RECORDS SHOWN.
%%

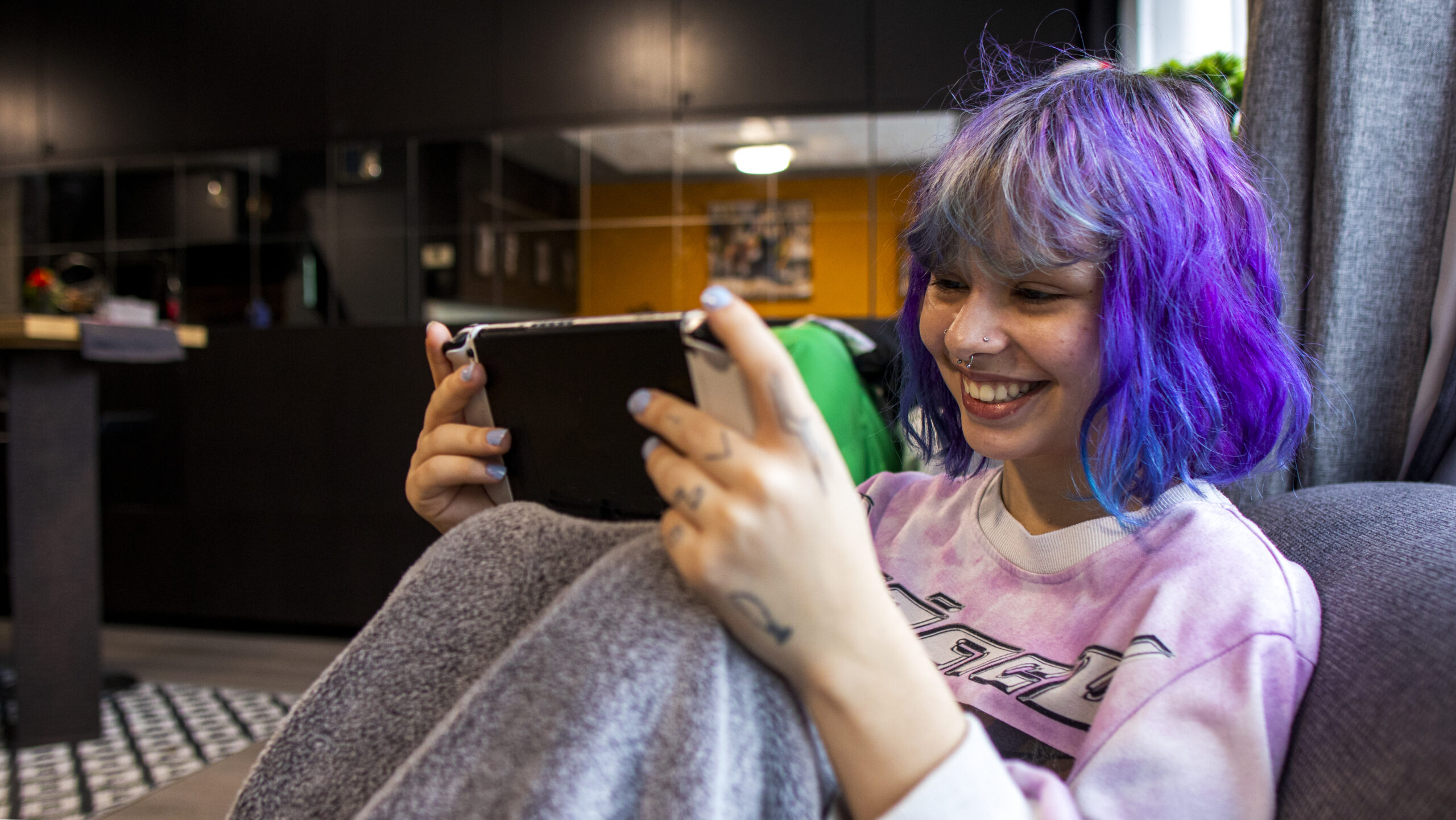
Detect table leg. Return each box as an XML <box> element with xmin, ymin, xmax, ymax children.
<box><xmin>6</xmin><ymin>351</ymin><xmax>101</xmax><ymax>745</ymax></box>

%%
%%

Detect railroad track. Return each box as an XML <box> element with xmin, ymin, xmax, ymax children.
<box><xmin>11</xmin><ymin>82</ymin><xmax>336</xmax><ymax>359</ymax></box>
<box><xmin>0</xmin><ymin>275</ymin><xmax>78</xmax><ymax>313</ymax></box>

%%
%%

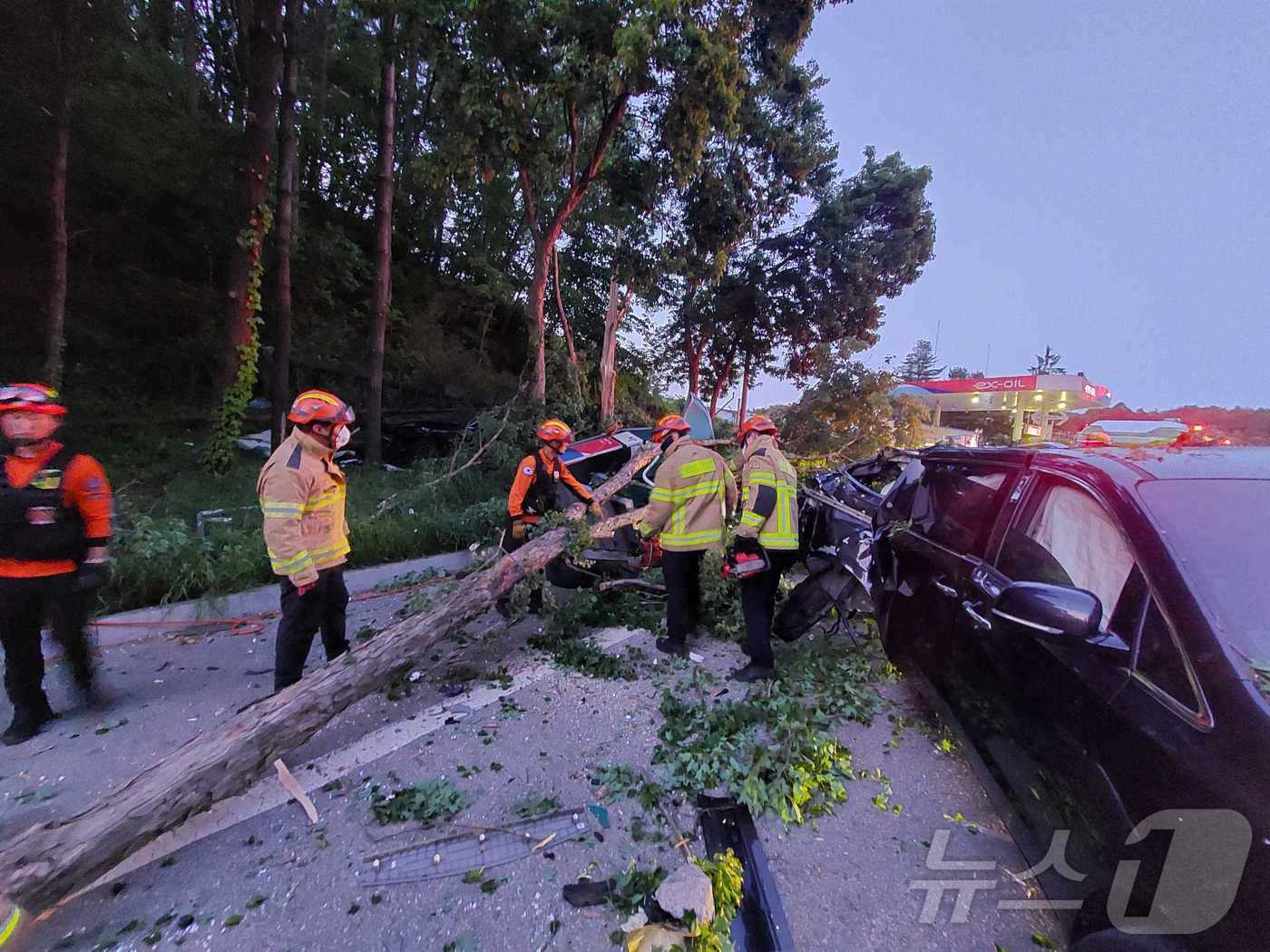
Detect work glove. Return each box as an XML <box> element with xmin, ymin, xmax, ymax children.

%%

WHAT THE TASK REQUIRES.
List every line of the listing above that contains the word "each". Case counts, so match only that exact capitalization.

RESPONSE BELOW.
Detect table leg. Return each box as an XML <box> element with xmin, ymin, xmax, ymax children.
Detect railroad track. Return each box as an XML <box> element with xmin, ymin, xmax, ymax children.
Detect work glove. Return each box as an XML <box> element with xmin, ymin, xmax, ymax children.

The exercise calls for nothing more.